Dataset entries
________

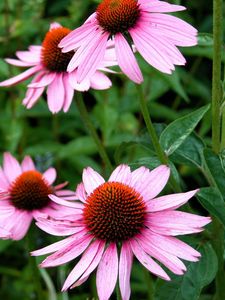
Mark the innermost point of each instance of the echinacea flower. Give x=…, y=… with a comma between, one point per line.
x=120, y=219
x=24, y=196
x=154, y=34
x=49, y=65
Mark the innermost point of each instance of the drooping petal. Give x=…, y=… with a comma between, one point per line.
x=53, y=247
x=154, y=182
x=125, y=264
x=61, y=201
x=67, y=253
x=93, y=56
x=11, y=167
x=107, y=272
x=126, y=59
x=121, y=174
x=50, y=175
x=100, y=81
x=173, y=263
x=69, y=92
x=172, y=245
x=91, y=180
x=21, y=77
x=147, y=261
x=27, y=164
x=81, y=193
x=92, y=266
x=44, y=80
x=82, y=265
x=56, y=94
x=172, y=201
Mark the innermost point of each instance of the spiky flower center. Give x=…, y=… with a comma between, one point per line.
x=117, y=15
x=52, y=57
x=30, y=191
x=114, y=212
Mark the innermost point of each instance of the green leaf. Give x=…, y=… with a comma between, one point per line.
x=189, y=285
x=212, y=200
x=215, y=166
x=205, y=39
x=190, y=152
x=176, y=132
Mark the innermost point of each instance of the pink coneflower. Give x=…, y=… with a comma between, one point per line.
x=142, y=22
x=24, y=195
x=49, y=65
x=118, y=219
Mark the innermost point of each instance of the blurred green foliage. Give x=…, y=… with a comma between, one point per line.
x=62, y=140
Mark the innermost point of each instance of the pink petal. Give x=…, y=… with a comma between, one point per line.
x=50, y=175
x=100, y=81
x=29, y=56
x=19, y=224
x=91, y=180
x=93, y=57
x=54, y=25
x=33, y=98
x=27, y=164
x=80, y=53
x=69, y=92
x=44, y=80
x=147, y=261
x=121, y=174
x=107, y=272
x=155, y=182
x=172, y=201
x=126, y=59
x=172, y=245
x=56, y=94
x=92, y=266
x=82, y=86
x=178, y=218
x=82, y=265
x=60, y=201
x=53, y=247
x=150, y=52
x=11, y=167
x=67, y=253
x=81, y=193
x=77, y=37
x=125, y=265
x=4, y=182
x=19, y=63
x=159, y=6
x=170, y=261
x=58, y=230
x=21, y=77
x=139, y=178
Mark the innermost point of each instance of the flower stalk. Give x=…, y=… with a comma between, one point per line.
x=88, y=123
x=218, y=231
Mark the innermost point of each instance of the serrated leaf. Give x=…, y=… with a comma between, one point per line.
x=212, y=200
x=189, y=285
x=190, y=152
x=205, y=39
x=176, y=132
x=215, y=166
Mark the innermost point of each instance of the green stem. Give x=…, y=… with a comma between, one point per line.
x=149, y=283
x=153, y=135
x=218, y=245
x=33, y=264
x=151, y=130
x=216, y=87
x=118, y=294
x=218, y=231
x=87, y=121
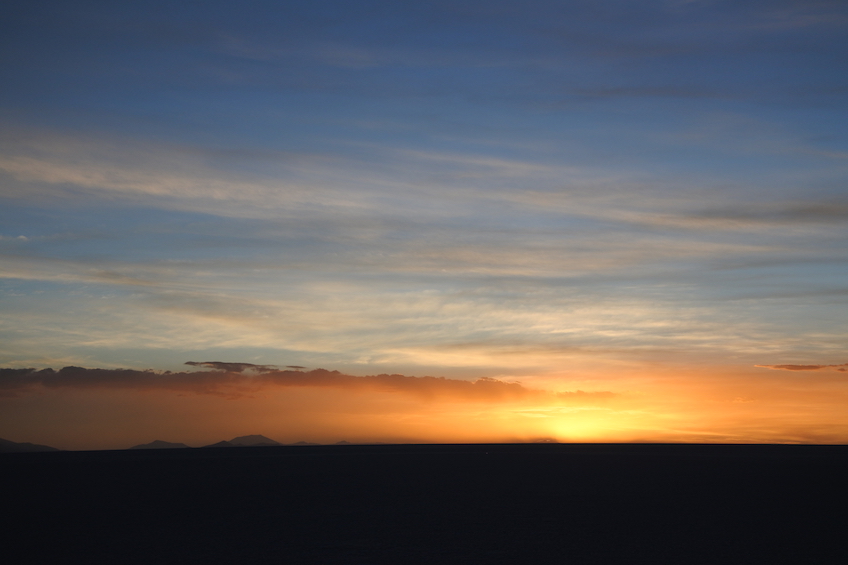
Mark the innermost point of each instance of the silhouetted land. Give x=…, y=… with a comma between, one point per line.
x=561, y=503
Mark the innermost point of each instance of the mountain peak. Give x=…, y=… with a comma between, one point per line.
x=254, y=440
x=159, y=444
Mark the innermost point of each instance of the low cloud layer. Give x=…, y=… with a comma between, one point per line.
x=840, y=367
x=232, y=367
x=233, y=380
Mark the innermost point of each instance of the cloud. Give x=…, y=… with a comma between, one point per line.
x=233, y=381
x=232, y=367
x=803, y=367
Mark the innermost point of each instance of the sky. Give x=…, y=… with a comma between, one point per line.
x=634, y=213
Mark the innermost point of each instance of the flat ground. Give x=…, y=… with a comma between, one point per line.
x=545, y=503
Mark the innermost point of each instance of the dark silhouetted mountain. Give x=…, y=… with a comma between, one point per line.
x=159, y=444
x=253, y=441
x=7, y=446
x=247, y=441
x=221, y=444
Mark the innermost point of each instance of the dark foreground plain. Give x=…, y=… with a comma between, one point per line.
x=547, y=503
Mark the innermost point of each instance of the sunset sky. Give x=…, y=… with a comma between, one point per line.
x=644, y=201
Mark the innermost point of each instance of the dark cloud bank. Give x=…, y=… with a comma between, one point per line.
x=234, y=380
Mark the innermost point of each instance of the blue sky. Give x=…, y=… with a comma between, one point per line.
x=537, y=189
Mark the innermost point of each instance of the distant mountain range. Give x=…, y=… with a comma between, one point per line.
x=159, y=444
x=247, y=441
x=7, y=446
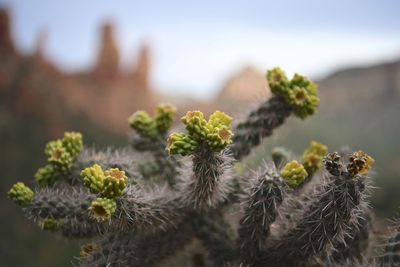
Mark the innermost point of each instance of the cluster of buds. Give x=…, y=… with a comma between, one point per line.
x=87, y=249
x=51, y=224
x=21, y=194
x=293, y=173
x=60, y=155
x=148, y=126
x=109, y=185
x=299, y=92
x=359, y=163
x=313, y=155
x=216, y=133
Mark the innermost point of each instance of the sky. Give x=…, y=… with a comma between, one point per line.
x=197, y=45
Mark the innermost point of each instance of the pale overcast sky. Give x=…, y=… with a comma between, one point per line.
x=197, y=45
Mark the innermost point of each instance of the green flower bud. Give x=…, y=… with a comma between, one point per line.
x=219, y=138
x=220, y=135
x=101, y=209
x=51, y=224
x=279, y=155
x=219, y=119
x=293, y=173
x=278, y=81
x=46, y=176
x=196, y=125
x=164, y=117
x=359, y=163
x=73, y=143
x=143, y=124
x=59, y=157
x=303, y=82
x=93, y=177
x=114, y=183
x=51, y=146
x=300, y=92
x=182, y=144
x=87, y=249
x=313, y=156
x=21, y=194
x=303, y=103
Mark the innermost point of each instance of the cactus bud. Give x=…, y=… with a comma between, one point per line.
x=300, y=93
x=164, y=117
x=114, y=183
x=359, y=163
x=87, y=249
x=279, y=155
x=46, y=176
x=219, y=138
x=93, y=177
x=180, y=143
x=143, y=124
x=51, y=224
x=332, y=163
x=73, y=143
x=277, y=80
x=218, y=119
x=60, y=158
x=21, y=194
x=293, y=173
x=51, y=146
x=101, y=209
x=196, y=125
x=313, y=155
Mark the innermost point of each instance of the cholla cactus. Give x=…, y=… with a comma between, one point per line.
x=144, y=204
x=21, y=194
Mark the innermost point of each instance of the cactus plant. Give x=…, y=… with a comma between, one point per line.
x=170, y=190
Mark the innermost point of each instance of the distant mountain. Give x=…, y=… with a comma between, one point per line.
x=371, y=85
x=360, y=107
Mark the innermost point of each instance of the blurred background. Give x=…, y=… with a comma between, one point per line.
x=87, y=65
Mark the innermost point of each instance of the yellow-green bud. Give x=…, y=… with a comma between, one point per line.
x=300, y=92
x=101, y=209
x=277, y=81
x=303, y=82
x=87, y=249
x=293, y=173
x=93, y=177
x=46, y=175
x=279, y=155
x=51, y=224
x=303, y=102
x=51, y=146
x=73, y=143
x=182, y=144
x=219, y=119
x=196, y=125
x=143, y=124
x=219, y=138
x=114, y=183
x=21, y=194
x=164, y=117
x=219, y=128
x=313, y=156
x=61, y=159
x=359, y=163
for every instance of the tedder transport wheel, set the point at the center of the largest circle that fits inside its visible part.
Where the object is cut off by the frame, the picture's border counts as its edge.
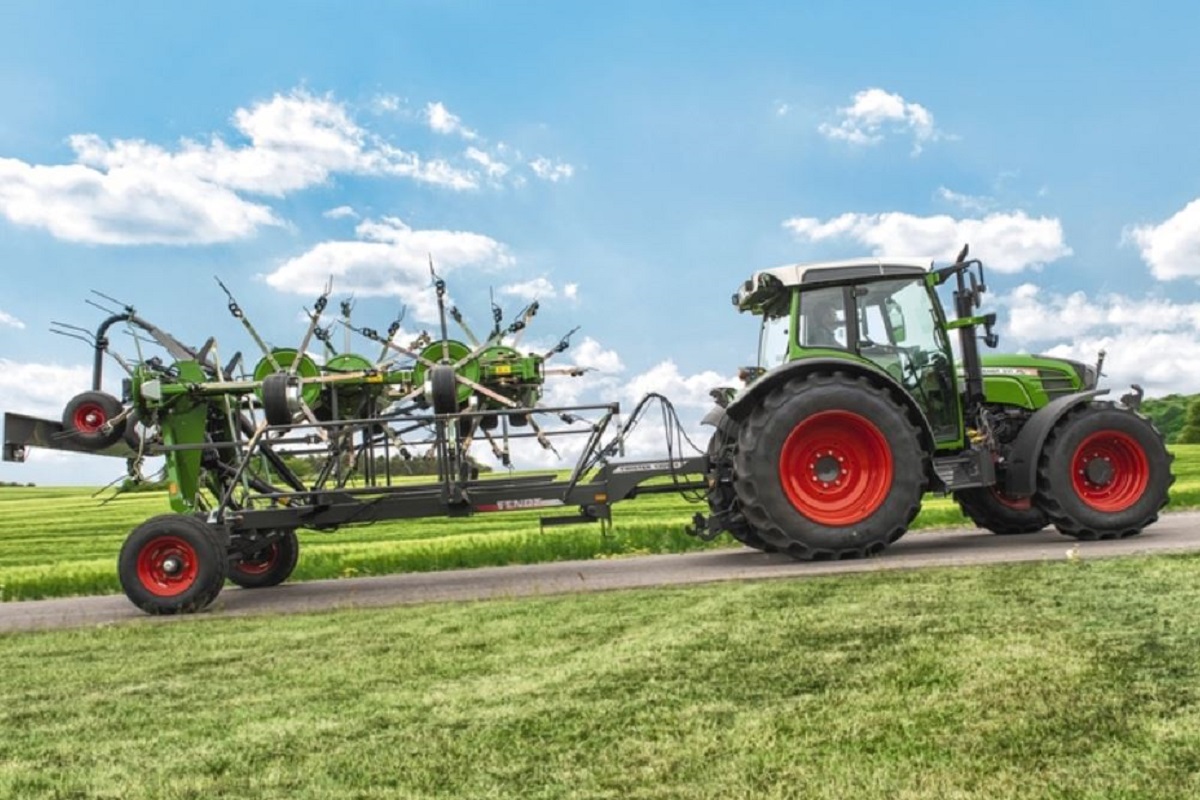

________

What you need to do -> Omit the pictures and write out the remaining data exactly.

Task result ->
Mark the innermost point of each instance of the echinacea flower. Give x=…, y=… with a comma between, one point per line.
x=120, y=219
x=24, y=196
x=154, y=34
x=49, y=65
Mark the innermost point of each instance of the drooping petal. Give x=…, y=… with a comma between, one point per line.
x=53, y=247
x=154, y=182
x=125, y=264
x=61, y=201
x=67, y=253
x=93, y=56
x=11, y=167
x=107, y=272
x=126, y=59
x=121, y=174
x=50, y=175
x=100, y=81
x=173, y=263
x=69, y=92
x=172, y=245
x=91, y=180
x=21, y=77
x=147, y=261
x=27, y=164
x=81, y=193
x=92, y=266
x=44, y=80
x=82, y=265
x=56, y=94
x=172, y=201
Mark the innermost point of each instance of the spiky flower center. Give x=…, y=… with a comma between, one point per line.
x=117, y=15
x=52, y=57
x=30, y=191
x=114, y=212
Mark the innermost point of each instance of the green leaf. Give x=…, y=… with a comma between, one point per line.
x=189, y=285
x=212, y=200
x=215, y=166
x=205, y=39
x=190, y=152
x=176, y=132
Mark the innermost point of each instance of the pink coneflower. Give x=…, y=… with a comma between, one point per line.
x=142, y=22
x=24, y=195
x=49, y=65
x=118, y=219
Mark the innermost point of each instance of the blurred green foliage. Give x=…, y=… with a comma between, one point per line.
x=62, y=140
Mark the innermost point of each instance of the pink petal. Give x=…, y=… with a comma between, one point per line.
x=50, y=175
x=100, y=81
x=29, y=56
x=19, y=224
x=91, y=180
x=93, y=57
x=54, y=25
x=33, y=98
x=27, y=164
x=80, y=53
x=69, y=92
x=44, y=80
x=147, y=261
x=121, y=174
x=107, y=272
x=155, y=182
x=172, y=201
x=126, y=59
x=172, y=245
x=56, y=94
x=92, y=266
x=82, y=86
x=178, y=218
x=82, y=265
x=60, y=201
x=53, y=247
x=150, y=52
x=11, y=167
x=67, y=253
x=81, y=193
x=77, y=37
x=125, y=265
x=4, y=182
x=19, y=63
x=159, y=6
x=170, y=261
x=58, y=230
x=21, y=77
x=139, y=178
Mark the innermost point of each instance of the flower stalk. Give x=…, y=… with a comma between, one point per line.
x=88, y=123
x=218, y=231
Mark the innermost point of each instance of the serrated leaf. Give x=…, y=… with a comma between, one point per line.
x=212, y=200
x=189, y=285
x=190, y=152
x=205, y=39
x=176, y=132
x=215, y=166
Mark the innermost point of each instance of the green stem. Give x=…, y=… with a comma between, one point per line.
x=149, y=283
x=153, y=135
x=218, y=245
x=33, y=264
x=151, y=130
x=216, y=87
x=118, y=294
x=218, y=231
x=87, y=121
Mark the innermost point of each instance of the silhouetted land. Give x=…, y=… with a comma between, one point per line.
x=561, y=503
Mark the innermost point of each instance of the mountain peak. Give x=…, y=… with a comma between, one point per line.
x=254, y=440
x=159, y=444
Mark the innermost point of each instance of the low cloud layer. Give x=…, y=… with a comma between, one point per line.
x=840, y=367
x=232, y=367
x=233, y=380
Mark the innermost point of each instance of the cloud. Give x=…, y=… with a comma between, one point per line.
x=233, y=381
x=232, y=367
x=803, y=367
Mark the innermost point of each instance of the sky. Give x=…, y=… with a comma between, one point per line.
x=634, y=213
Mark the innermost point of each instance of the flat ground. Give x=…, y=… with a comma between, one point per line.
x=545, y=503
Mark the innermost point of each instance of the dark silhouetted mountain. Give x=…, y=… with a comma between, one point per line.
x=159, y=444
x=253, y=441
x=7, y=446
x=247, y=441
x=221, y=444
Mark the innermost point of each instance of the dark foreground plain. Give x=…, y=… with a comma between, one point per line.
x=547, y=503
Mark the innermost point of each instance of the sunset sky. Give x=…, y=… with a comma between, one point per line.
x=644, y=201
Mark the innermost point of each instance of the dark cloud bank. Give x=…, y=… with a comma between, one point per line.
x=234, y=380
Mark the innermost point of each instance of the blue sky. Give x=…, y=… with a comma between, one point per line.
x=537, y=189
Mark the innermost point of each instance of the distant mountain range. Give x=…, y=… with a comma between, one point per line.
x=159, y=444
x=247, y=441
x=7, y=446
Mark the innermost point of each instance of the cluster of buds. Give x=…, y=… with a comma between, one point per line.
x=87, y=249
x=51, y=224
x=21, y=194
x=293, y=173
x=60, y=155
x=148, y=126
x=109, y=185
x=299, y=92
x=359, y=163
x=313, y=155
x=216, y=133
Mark the innermost point of each instance of the sky. Give x=…, y=… with a comma between, one point per line.
x=197, y=45
Mark the innermost point of each instance of the pale overcast sky. Give x=…, y=… with a comma between, one point per line.
x=197, y=45
Mark the innermost point of each instance of the green flower bud. Give x=…, y=… with a comma between, one point per line.
x=219, y=138
x=220, y=135
x=101, y=209
x=51, y=224
x=279, y=155
x=219, y=119
x=293, y=173
x=278, y=81
x=46, y=176
x=196, y=125
x=164, y=117
x=359, y=163
x=73, y=143
x=143, y=124
x=59, y=157
x=303, y=82
x=93, y=177
x=114, y=183
x=51, y=146
x=300, y=92
x=182, y=144
x=87, y=249
x=313, y=156
x=21, y=194
x=303, y=103
Mark the innermost point of each instance of the cactus bud. Give x=…, y=… with a comma between, one point per line.
x=300, y=93
x=164, y=117
x=114, y=183
x=359, y=163
x=87, y=249
x=279, y=155
x=46, y=176
x=219, y=138
x=93, y=177
x=180, y=143
x=143, y=124
x=51, y=224
x=332, y=163
x=73, y=143
x=277, y=80
x=218, y=119
x=60, y=158
x=21, y=194
x=293, y=173
x=51, y=146
x=101, y=209
x=196, y=125
x=313, y=155
Mark the innermost point of each instance of the cholla cactus. Give x=…, y=… with a comma between, one point per line.
x=144, y=204
x=21, y=194
Mark the innermost point of each instance of the cactus plant. Give x=…, y=… with a comma between, one point per line.
x=170, y=190
Mark the innermost point of each instance of the distant mountain. Give x=…, y=… with a comma between, one point per line.
x=371, y=85
x=360, y=107
Mark the innermost point of each instance of the blurred background. Give x=…, y=… with a comma between, one point per line.
x=87, y=65
Mark the innermost point of each instance of the yellow-green bud. Give x=…, y=… with a comma between, one point per line.
x=300, y=92
x=101, y=209
x=277, y=81
x=303, y=82
x=87, y=249
x=293, y=173
x=93, y=177
x=46, y=175
x=279, y=155
x=51, y=224
x=303, y=102
x=51, y=146
x=73, y=143
x=182, y=144
x=219, y=119
x=196, y=125
x=143, y=124
x=219, y=138
x=114, y=183
x=21, y=194
x=164, y=117
x=219, y=128
x=313, y=156
x=61, y=159
x=359, y=163
for every instance of the tedder transport wheel, set the point at the center of the largest circle that fits inside its visible part.
Where the object is cut off by the frame, the picture's border counts as its edge.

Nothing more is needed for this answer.